#### Exercise requirements:
Copy out all the entries word for word.

Given information START

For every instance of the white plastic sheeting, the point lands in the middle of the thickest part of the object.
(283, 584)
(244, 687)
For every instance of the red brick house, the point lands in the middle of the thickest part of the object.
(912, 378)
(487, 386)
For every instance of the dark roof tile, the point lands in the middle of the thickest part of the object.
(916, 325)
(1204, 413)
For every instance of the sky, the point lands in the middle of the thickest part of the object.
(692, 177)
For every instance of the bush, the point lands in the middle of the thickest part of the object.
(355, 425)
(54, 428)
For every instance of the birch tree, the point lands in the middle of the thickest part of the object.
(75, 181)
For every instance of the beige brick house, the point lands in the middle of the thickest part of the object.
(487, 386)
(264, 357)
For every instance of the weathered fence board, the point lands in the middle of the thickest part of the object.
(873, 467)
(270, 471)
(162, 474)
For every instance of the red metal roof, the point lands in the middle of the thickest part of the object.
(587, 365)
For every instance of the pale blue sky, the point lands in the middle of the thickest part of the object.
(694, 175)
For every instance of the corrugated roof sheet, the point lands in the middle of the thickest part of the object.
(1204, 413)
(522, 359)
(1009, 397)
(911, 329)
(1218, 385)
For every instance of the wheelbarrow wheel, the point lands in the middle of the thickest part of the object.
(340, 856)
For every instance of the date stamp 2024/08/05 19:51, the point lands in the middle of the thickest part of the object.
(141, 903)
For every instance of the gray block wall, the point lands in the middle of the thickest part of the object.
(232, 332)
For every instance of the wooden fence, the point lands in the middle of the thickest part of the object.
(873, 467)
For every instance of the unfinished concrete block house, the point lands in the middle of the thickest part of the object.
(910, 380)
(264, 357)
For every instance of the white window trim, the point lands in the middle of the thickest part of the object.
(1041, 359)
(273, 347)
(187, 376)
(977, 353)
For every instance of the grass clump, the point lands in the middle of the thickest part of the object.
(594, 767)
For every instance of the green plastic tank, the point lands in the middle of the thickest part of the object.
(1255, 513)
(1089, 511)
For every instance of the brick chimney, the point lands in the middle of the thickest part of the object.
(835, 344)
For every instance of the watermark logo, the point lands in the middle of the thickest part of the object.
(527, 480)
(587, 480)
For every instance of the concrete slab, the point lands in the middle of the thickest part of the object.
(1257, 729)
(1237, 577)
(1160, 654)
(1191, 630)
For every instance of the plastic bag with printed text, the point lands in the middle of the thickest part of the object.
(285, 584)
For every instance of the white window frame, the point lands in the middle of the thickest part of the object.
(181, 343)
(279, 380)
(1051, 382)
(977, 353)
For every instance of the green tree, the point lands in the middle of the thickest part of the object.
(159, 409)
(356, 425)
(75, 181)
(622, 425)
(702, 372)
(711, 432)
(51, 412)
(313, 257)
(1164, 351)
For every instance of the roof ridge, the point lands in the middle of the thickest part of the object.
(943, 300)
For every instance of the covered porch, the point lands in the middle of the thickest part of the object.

Given information END

#### Task response:
For every instance of the white plastic sheeting, the point lands in the middle of the thickest part of the object.
(283, 584)
(244, 687)
For every instance of the red brick house, the point lands in the middle of the thickest part of the object.
(912, 378)
(487, 386)
For every instance of the dark roof tile, the point lands in the middle of the thickest part of the object.
(916, 325)
(1204, 413)
For every instance of the sky, the point lands in the middle of the thickest part of the object.
(692, 177)
For every instance of the bush, the point lands in the middle of the thickest part of the object.
(355, 425)
(54, 428)
For every instance of the birch tree, the point lands in the middle of the thickest part of the object.
(75, 181)
For every instance of the beige brick house, the point lands in the middle of the thickest part of the object.
(487, 386)
(264, 357)
For every instance of the weathered fence board, the point lands in the middle of the thickest part of the object.
(873, 467)
(270, 471)
(162, 474)
For every instance of the red metal roof, the point lands in the middle of the thickest part of the object.
(587, 365)
For every instance of the pale blue sky, the point lands in the middle of the thickest part of the object.
(694, 175)
For every instance of the corrugated roof sheet, the point lands in the middle of the thickest part of the object.
(1204, 413)
(522, 359)
(1009, 397)
(911, 329)
(1218, 385)
For every instance of the wheelbarrow wheel, the point lands in the middle of the thickest part of the object.
(340, 856)
For every instance of the date stamp 2024/08/05 19:51, the point lands in the middle of the thickest part of the object.
(141, 903)
For every instance of the gray block wall, the point lands in the middle of the thickest part of the object.
(232, 332)
For every instance of the wooden fence, the point lands in the middle of the thickest part of the object.
(873, 467)
For every instance of the unfinished concrete block house, the point lands in the middle of the thickest part of the object.
(910, 380)
(264, 357)
For every instance of the white window trim, the point lands in the middle of the thickest part of the object.
(1041, 359)
(273, 347)
(187, 376)
(977, 353)
For every instance of the grass clump, the point lands in the middle of the thickest part of the object.
(594, 767)
For every instance of the green plastic tank, the point lands in the middle of the thickest part of the object.
(1255, 513)
(1089, 511)
For every instance of the brick chimney, the point lands in the middle of the thickest part of the object.
(835, 344)
For every instance of the watermark logo, the point lands in the middle of the thickest part of the object.
(527, 480)
(587, 480)
For every instance of the concrete slab, the point lands in the middle of the thickest part of the object.
(1257, 729)
(1237, 577)
(1160, 654)
(1191, 630)
For every instance of the plastic bag with printed text, the point lands in the middle of the thickest part of the object.
(285, 584)
For every instance of the white window frame, the point lands in the middle of the thickest part of the object.
(181, 343)
(279, 380)
(1051, 382)
(977, 353)
For every instance of the green tree, the point lands in the middle of the thickest part of the object.
(159, 409)
(356, 425)
(75, 181)
(622, 425)
(702, 372)
(711, 432)
(51, 412)
(313, 257)
(1164, 351)
For every instance of the roof ridge, the point lands in the middle of the thickest part of the object.
(943, 300)
For every instance of the covered porch, the point lands in the middle of the thickest part of the object.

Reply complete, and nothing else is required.